Directive: Output the data below in full, byte for byte. Nothing may differ.

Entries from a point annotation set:
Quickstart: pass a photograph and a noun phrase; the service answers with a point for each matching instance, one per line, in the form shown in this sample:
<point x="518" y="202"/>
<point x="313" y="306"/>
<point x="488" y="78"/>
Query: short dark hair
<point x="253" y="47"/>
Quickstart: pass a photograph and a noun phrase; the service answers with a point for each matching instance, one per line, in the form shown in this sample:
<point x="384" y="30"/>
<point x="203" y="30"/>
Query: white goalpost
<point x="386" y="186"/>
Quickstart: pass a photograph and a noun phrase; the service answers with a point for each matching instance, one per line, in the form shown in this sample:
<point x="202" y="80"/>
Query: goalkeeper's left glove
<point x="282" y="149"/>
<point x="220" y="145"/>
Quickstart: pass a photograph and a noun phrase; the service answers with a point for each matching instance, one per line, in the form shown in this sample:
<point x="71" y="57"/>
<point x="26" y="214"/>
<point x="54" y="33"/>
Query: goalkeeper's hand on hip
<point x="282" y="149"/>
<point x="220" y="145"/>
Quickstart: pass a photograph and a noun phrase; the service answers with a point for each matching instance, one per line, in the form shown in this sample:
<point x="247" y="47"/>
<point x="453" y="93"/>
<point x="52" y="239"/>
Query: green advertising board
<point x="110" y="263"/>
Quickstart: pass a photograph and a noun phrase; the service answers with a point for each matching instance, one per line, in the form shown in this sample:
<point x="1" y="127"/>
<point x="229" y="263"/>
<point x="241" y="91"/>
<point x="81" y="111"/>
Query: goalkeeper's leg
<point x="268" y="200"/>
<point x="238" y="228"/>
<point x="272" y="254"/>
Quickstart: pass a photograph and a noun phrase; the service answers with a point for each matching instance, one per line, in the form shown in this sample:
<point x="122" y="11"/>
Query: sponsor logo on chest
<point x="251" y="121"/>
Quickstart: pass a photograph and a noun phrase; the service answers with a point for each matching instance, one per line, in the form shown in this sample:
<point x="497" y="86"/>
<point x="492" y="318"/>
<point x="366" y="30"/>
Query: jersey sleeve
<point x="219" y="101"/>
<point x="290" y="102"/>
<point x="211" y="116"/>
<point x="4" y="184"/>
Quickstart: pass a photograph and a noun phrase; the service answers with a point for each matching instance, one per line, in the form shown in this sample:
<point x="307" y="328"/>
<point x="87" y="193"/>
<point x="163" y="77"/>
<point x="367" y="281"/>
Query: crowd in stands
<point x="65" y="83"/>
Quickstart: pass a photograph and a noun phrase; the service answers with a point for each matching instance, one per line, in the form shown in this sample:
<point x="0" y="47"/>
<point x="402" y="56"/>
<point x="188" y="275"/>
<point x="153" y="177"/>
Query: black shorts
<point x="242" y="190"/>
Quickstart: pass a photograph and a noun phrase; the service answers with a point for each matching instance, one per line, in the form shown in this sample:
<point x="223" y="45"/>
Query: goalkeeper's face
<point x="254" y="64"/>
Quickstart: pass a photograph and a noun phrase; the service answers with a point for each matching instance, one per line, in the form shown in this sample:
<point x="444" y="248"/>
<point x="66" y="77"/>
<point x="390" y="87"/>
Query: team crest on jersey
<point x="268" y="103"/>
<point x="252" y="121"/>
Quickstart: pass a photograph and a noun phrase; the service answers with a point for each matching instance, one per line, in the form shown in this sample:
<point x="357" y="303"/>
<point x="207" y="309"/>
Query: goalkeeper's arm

Full response:
Quickstart: pass a photograph and a noun phrase; the service answers with a point for each matching instance, one per line, in the form shown in this sample:
<point x="518" y="202"/>
<point x="313" y="306"/>
<point x="488" y="78"/>
Query: short dark hair
<point x="253" y="47"/>
Quickstart: pass a photograph and a noun phrase; the service answers with a point for each matching instance, one per line, in the form shown in this sample:
<point x="384" y="30"/>
<point x="203" y="30"/>
Query: white goalpost
<point x="386" y="186"/>
Quickstart: pass a photograph and a noun phrase; the service answers with a point for each matching instance, one per line, in the form shown in this sample:
<point x="202" y="80"/>
Query: goalkeeper's left glove
<point x="282" y="149"/>
<point x="220" y="145"/>
Quickstart: pass a photograph and a noun phrase; the service answers with a point for each matching instance, one per line, in the form shown in this sample:
<point x="71" y="57"/>
<point x="26" y="214"/>
<point x="54" y="33"/>
Query: goalkeeper's hand on hip
<point x="282" y="149"/>
<point x="220" y="145"/>
Quickstart: pass a photograph and a noun phrase; the service answers with a point for each matching instance, one per line, in the form shown in this sample:
<point x="247" y="47"/>
<point x="453" y="93"/>
<point x="52" y="239"/>
Query: green advertising board
<point x="110" y="263"/>
Quickstart: pass a photograph and a noun phrase; the service answers with a point for each matching instance, one per line, in the form shown in this sample:
<point x="1" y="127"/>
<point x="229" y="263"/>
<point x="241" y="91"/>
<point x="81" y="111"/>
Query: goalkeeper's leg
<point x="268" y="200"/>
<point x="238" y="228"/>
<point x="272" y="254"/>
Quickstart: pass a photograph and a noun phrase; the service answers with a point for each matching instance, one per line, in the form shown in this sample:
<point x="122" y="11"/>
Query: sponsor logo on chest
<point x="251" y="121"/>
Quickstart: pass a photograph and a noun phrase; the service answers with a point for each matching instance, one per line, in the form shown in this sample:
<point x="497" y="86"/>
<point x="492" y="318"/>
<point x="366" y="30"/>
Query: jersey sleeve
<point x="219" y="101"/>
<point x="290" y="102"/>
<point x="211" y="116"/>
<point x="4" y="184"/>
Quickstart: pass a photograph and a noun phrase; the service answers with a point for each matching instance, one per line, in the form shown in this sample:
<point x="307" y="328"/>
<point x="87" y="193"/>
<point x="163" y="77"/>
<point x="367" y="281"/>
Query: crowd in stands
<point x="65" y="83"/>
Quickstart: pass a photograph and a noun phrase; the service answers with a point for each matching instance, one per line, in the form shown in this sample:
<point x="0" y="47"/>
<point x="402" y="56"/>
<point x="188" y="275"/>
<point x="153" y="177"/>
Query: black shorts
<point x="242" y="190"/>
Quickstart: pass a photograph and a noun phrase; the service answers with a point for each matching instance, one per line, in the form shown in this sample:
<point x="223" y="45"/>
Query: goalkeeper's face
<point x="254" y="64"/>
Quickstart: pass a photograph and a noun phrase; the service answers with a point for each matching instance, one per line, in the form shown in this sample:
<point x="444" y="248"/>
<point x="66" y="77"/>
<point x="390" y="87"/>
Query: team crest on jersey
<point x="268" y="103"/>
<point x="252" y="121"/>
Quickstart: pass a photograph and a noun phrase; the service answers with a point for each matching instance, one per line, in the form shown in this sample:
<point x="357" y="303"/>
<point x="207" y="309"/>
Query: goalkeeper's arm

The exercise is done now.